(Location identification entries)
┏━━

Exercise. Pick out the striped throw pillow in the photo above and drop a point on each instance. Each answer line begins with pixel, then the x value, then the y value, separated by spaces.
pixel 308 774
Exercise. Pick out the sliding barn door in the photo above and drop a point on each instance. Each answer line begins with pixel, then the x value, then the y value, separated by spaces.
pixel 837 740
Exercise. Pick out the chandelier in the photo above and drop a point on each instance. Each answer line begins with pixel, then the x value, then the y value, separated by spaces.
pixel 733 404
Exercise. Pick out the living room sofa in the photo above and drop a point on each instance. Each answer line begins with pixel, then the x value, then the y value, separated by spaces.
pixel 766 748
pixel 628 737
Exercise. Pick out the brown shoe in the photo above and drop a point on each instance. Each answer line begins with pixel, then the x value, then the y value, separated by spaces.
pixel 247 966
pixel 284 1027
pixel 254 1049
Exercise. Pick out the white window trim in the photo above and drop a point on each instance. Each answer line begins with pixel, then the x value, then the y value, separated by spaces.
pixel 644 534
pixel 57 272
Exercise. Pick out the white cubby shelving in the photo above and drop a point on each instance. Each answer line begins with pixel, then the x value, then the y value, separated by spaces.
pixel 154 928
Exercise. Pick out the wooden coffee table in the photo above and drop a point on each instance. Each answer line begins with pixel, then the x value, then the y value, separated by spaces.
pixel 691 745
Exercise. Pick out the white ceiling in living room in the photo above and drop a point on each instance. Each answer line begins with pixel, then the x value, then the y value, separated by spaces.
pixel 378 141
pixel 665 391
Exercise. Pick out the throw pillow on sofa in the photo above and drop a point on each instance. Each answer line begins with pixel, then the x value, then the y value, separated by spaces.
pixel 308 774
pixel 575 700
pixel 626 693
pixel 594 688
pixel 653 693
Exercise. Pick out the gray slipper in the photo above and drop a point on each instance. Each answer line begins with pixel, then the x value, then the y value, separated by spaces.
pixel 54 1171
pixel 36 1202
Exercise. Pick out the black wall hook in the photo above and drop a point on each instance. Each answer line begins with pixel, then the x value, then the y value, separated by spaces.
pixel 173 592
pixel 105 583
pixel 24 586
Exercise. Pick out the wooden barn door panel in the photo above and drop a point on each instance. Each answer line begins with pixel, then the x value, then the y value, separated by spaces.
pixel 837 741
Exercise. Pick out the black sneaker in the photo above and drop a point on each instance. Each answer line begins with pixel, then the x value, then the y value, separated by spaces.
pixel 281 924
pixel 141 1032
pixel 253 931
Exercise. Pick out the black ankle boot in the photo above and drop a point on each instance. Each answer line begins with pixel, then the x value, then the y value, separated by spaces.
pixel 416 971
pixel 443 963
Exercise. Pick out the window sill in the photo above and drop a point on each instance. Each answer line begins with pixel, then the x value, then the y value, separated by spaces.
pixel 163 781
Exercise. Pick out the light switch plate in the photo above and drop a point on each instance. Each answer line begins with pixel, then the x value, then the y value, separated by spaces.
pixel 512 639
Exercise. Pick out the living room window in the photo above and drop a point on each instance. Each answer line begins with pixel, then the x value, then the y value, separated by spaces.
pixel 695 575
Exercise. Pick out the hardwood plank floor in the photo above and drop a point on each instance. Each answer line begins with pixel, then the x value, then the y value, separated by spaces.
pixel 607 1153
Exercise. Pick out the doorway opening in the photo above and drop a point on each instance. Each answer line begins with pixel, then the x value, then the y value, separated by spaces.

┗━━

Task to carry out
Transcribe all the entries, keeping each one exactly as it is.

The reply
Exercise. Pick out the striped throw pillow in the photo above and drop a point on each instance. Each answer line begins with pixel, then the x value, then the y value, separated by spaces.
pixel 308 774
Exercise. Pick out the sliding barn door in the photo above and drop a point on each instance. Each answer line begins with pixel, then the x value, then the y value, separated by spaces.
pixel 837 740
Exercise. Pick out the chandelier in the photo above and drop a point on each instance. Each answer line begins with pixel, then the x value, then the y value, separated by spaces.
pixel 733 404
Exercise. Pick out the living room sofa in the photo above and drop a point on each instance. Each answer line begins with pixel, then the x value, then the y value, separated by spaces.
pixel 766 748
pixel 628 737
Exercise. Pick out the brown shoe in the photo above and drop a point on each instance. Each answer line begins with pixel, then the x value, then the y value, separated by spaces.
pixel 247 966
pixel 284 1027
pixel 254 1049
Exercise. Pick out the white window trim in the photo above and drop a point on each instance. Each answer line begins with pixel, then the x value, then the y value, separated by spaces.
pixel 644 534
pixel 57 272
Exercise. Pick out the white cubby shelving in the photo above and drop a point on each instance. Each answer line begins with pixel, then the x value, then the y value, separated by spaces.
pixel 154 928
Exercise. Pick out the wooden coffee table in the photo above and drop a point on each instance. Each answer line begins with pixel, then the x value, then the y value, separated by spaces.
pixel 691 745
Exercise. Pick out the white ceiling in living room in the photo above and drop a point on each instance. Each answer line begins with pixel, then the x value, then the y value, separated by spaces.
pixel 378 141
pixel 665 391
Exercise. Pick out the throw pillow on sofa in the photo above and drop a point on each instance. Each answer line begins with pixel, then the x value, then the y value, separated by spaces.
pixel 308 774
pixel 575 700
pixel 626 693
pixel 594 688
pixel 653 693
Exercise. Pick out the gray slipper in the photo above and drop a point on each instance. Each answer line begins with pixel, then the x value, then the y value, separated by spaces.
pixel 54 1171
pixel 36 1202
Exercise. Pick out the black wall hook in the photo above and drop a point on each instance. Each answer line begins with pixel, then the x value, then the y value, separated by spaces.
pixel 173 592
pixel 105 583
pixel 24 586
Exercise. Pick out the wooden barn door panel in the photo above and drop a point on each instance. Each answer line begins with pixel, then the x value, then the y value, separated by spaces.
pixel 837 741
Exercise. Pick out the black sneaker in the photo above and drop a point on each instance. Each answer line begins with pixel, then the x value, then the y value, separated by spaces.
pixel 281 924
pixel 141 1032
pixel 253 931
Exercise. Pick out the black ankle boot in the photo above and drop a point on each instance. Each answer line begins with pixel, then the x value, then the y value, separated by spaces.
pixel 416 971
pixel 443 963
Exercise. Pick out the window sill in the photo above and drop a point on each instance. Each answer line begins with pixel, then the x value, then the y value, separated by spaces.
pixel 163 781
Exercise. Pick out the light switch plate in the photo above and drop a point on each instance. Each answer line begins with pixel, then the x value, then the y value, separated by spaces.
pixel 512 639
Exercise. Pick out the living room window in the photo above and drop a point on each instance. Each answer line begins with pixel, then the x value, then the y value, separated by spaces.
pixel 695 575
Exercise. Pick out the hardwood plank floor in the photo above and drop a point on each instance. Each answer line begins with pixel, then the x value, then the y value, separated by spaces.
pixel 607 1153
Exercise. Pick out the doorway opening in the photo above and drop a point on each instance. Each answer line begins with pixel, then the x value, then the y value, separated by spaces.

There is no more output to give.